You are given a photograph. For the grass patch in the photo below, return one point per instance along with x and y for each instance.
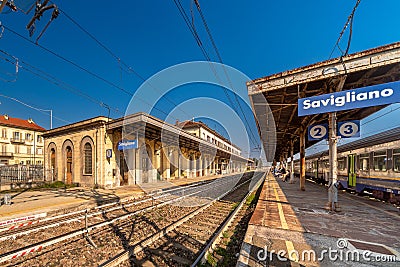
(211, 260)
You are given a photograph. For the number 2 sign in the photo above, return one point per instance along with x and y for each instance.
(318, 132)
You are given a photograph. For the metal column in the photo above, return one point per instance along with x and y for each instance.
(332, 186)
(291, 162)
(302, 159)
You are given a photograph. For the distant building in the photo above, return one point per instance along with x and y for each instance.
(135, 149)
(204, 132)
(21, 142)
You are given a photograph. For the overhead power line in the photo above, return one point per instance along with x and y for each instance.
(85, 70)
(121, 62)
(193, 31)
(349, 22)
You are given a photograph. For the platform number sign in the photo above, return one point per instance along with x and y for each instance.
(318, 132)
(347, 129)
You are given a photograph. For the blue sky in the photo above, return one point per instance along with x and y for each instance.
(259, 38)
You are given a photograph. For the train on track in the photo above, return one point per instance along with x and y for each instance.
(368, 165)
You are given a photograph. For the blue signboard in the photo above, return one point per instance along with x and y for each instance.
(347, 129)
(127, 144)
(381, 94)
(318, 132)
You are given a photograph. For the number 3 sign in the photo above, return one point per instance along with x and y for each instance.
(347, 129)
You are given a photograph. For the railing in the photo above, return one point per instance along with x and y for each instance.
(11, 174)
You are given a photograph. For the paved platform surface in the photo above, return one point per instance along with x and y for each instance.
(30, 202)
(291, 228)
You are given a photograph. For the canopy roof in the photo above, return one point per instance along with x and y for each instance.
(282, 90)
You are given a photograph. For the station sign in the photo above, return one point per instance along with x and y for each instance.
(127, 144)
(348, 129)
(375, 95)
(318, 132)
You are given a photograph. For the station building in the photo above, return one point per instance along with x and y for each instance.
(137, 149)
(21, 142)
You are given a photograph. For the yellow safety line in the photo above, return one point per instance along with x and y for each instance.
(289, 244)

-----

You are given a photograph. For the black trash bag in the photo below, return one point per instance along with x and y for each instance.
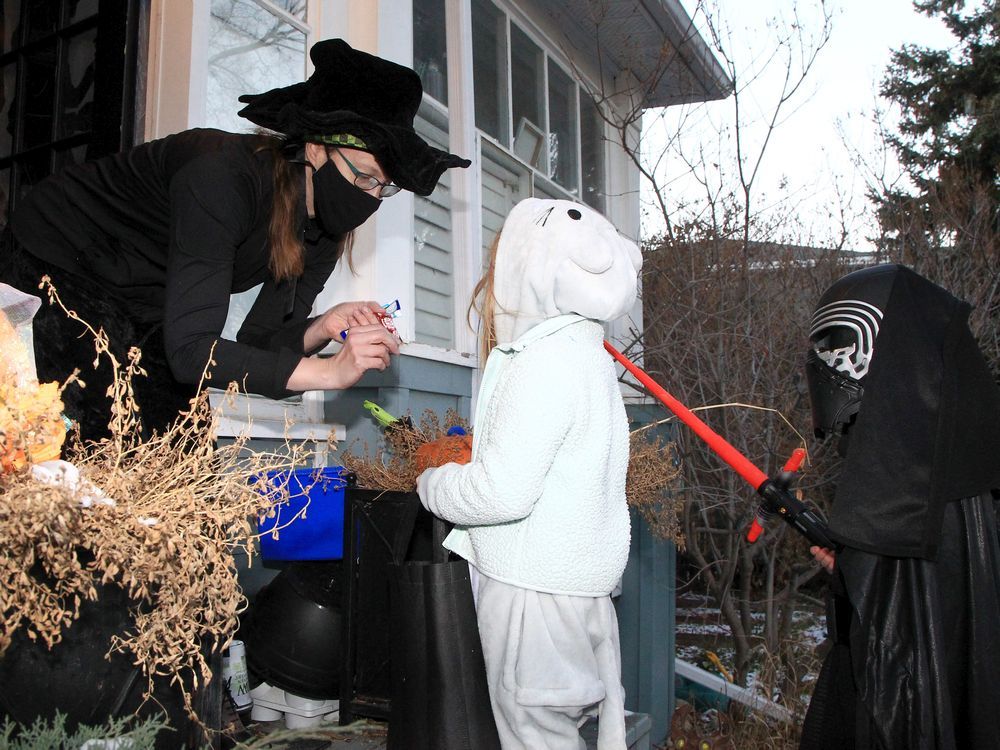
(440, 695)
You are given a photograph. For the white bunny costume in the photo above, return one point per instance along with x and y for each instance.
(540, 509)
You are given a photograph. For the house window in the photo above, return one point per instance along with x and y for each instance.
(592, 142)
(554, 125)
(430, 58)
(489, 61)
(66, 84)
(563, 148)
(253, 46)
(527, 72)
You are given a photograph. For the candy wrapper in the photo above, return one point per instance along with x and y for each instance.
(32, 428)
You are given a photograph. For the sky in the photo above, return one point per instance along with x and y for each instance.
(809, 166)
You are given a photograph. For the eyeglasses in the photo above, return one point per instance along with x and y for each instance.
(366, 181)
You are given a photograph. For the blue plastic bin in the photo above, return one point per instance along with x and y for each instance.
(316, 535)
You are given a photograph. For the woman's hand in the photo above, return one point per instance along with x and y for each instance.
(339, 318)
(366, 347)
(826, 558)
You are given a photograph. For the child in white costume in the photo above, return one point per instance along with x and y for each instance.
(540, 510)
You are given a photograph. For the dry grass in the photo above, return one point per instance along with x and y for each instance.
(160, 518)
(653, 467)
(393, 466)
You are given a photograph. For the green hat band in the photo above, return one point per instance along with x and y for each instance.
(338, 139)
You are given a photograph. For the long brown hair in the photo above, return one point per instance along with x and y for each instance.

-----

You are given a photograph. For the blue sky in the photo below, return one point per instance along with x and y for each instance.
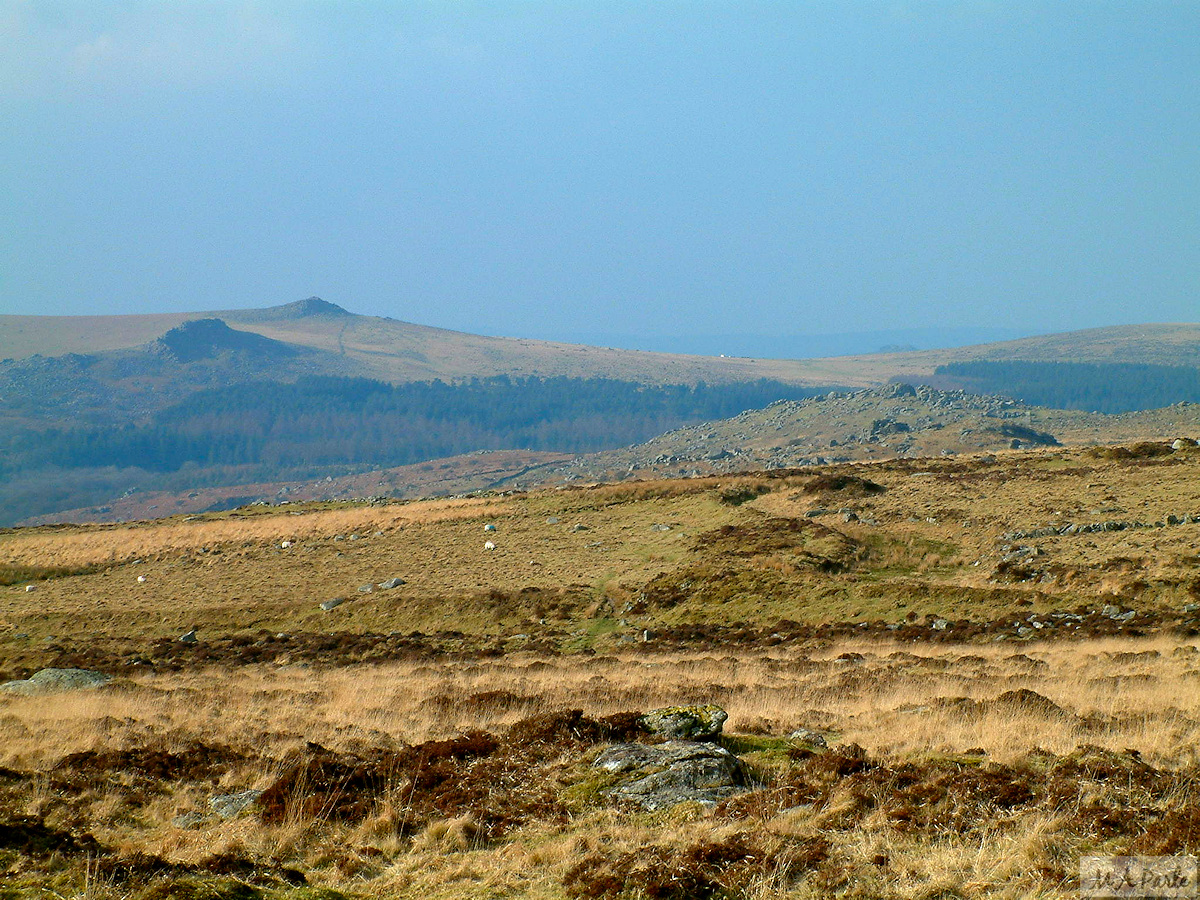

-----

The task = Above are the records; from them, give again exactly the lines from the one containing "You are given a photograph. For the woman's" to the one containing "You are given a photograph. For the long", both lines included, and nothing more.

Solution for this exercise =
You are given a photograph. For the woman's hand in the photo above, return one point per instance along with x and y for each instance.
(339, 318)
(366, 347)
(826, 558)
You are given a photograph. For the child in white costume in the photo above, return one point per instance along with x and y for each instance.
(540, 510)
You are given a photograph. For the dry grass in the photo above, return one point per instance along with x and y for each instance.
(160, 518)
(653, 467)
(393, 466)
You are given a photograph. For the green hat band in the photo above, return one point per instance along with x and y for each instance.
(338, 139)
You are given a photograph. For the long brown hair in the photo above, return one point per instance along with x and y for each instance.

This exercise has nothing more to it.